* start DATA PROVIDED *

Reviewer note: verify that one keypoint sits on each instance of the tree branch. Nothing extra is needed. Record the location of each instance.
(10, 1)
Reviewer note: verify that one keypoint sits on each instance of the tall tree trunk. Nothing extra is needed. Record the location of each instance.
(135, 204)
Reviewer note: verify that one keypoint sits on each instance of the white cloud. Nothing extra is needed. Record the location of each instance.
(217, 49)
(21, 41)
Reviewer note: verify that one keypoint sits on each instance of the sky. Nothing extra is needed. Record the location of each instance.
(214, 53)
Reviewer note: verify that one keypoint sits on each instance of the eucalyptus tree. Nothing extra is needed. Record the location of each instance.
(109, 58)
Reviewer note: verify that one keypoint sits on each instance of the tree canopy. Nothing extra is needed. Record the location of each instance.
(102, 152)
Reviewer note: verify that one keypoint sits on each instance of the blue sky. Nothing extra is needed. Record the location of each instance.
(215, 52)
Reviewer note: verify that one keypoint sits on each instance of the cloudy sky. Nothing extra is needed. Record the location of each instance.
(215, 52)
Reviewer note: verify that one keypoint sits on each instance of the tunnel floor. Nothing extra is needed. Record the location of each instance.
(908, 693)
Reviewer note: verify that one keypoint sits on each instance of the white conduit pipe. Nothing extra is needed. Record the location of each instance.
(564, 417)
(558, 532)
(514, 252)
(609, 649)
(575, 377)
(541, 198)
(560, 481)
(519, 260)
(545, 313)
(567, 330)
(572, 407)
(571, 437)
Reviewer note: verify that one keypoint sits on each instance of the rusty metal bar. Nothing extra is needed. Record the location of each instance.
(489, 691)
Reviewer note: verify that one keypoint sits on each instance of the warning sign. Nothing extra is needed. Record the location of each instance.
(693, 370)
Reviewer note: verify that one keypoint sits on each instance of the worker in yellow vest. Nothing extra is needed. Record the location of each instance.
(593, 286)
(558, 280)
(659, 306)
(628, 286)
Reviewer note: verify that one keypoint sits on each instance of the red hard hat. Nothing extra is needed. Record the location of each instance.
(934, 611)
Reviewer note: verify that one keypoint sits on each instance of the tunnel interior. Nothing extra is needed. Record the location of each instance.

* end DATA PROVIDED *

• **WHAT THIS TASK INVOLVES**:
Rewrite every line from the one that contains "of the rusty" through the final line of the material, both ends included. Keep the requests as they are, and add 139 to each coordinate value in the answers.

• **FINAL RESULT**:
Reviewer note: verify that one keypoint sits on each instance of the rusty metal bar. Nothing extra is needed. Record the location of each instance.
(628, 830)
Reviewer note: verify that one keypoint sits on each instance of the warning sign. Nothing extra is needed. Record the location of each instance.
(832, 509)
Reviewer note: verify that one keypoint sits on each instance of the worker in yellow vest. Nothing extra is needed. Record the location of each instance.
(732, 425)
(697, 419)
(798, 445)
(767, 425)
Reviewer note: verify that one keypoint sits on each instance of the red hard hat. Nothing extra is needed. Record the location of each instance.
(1073, 750)
Reviewer note: verify that one keypoint sits on each instance of the tunnel interior. Nothing extra is needed. Record the location of each instance.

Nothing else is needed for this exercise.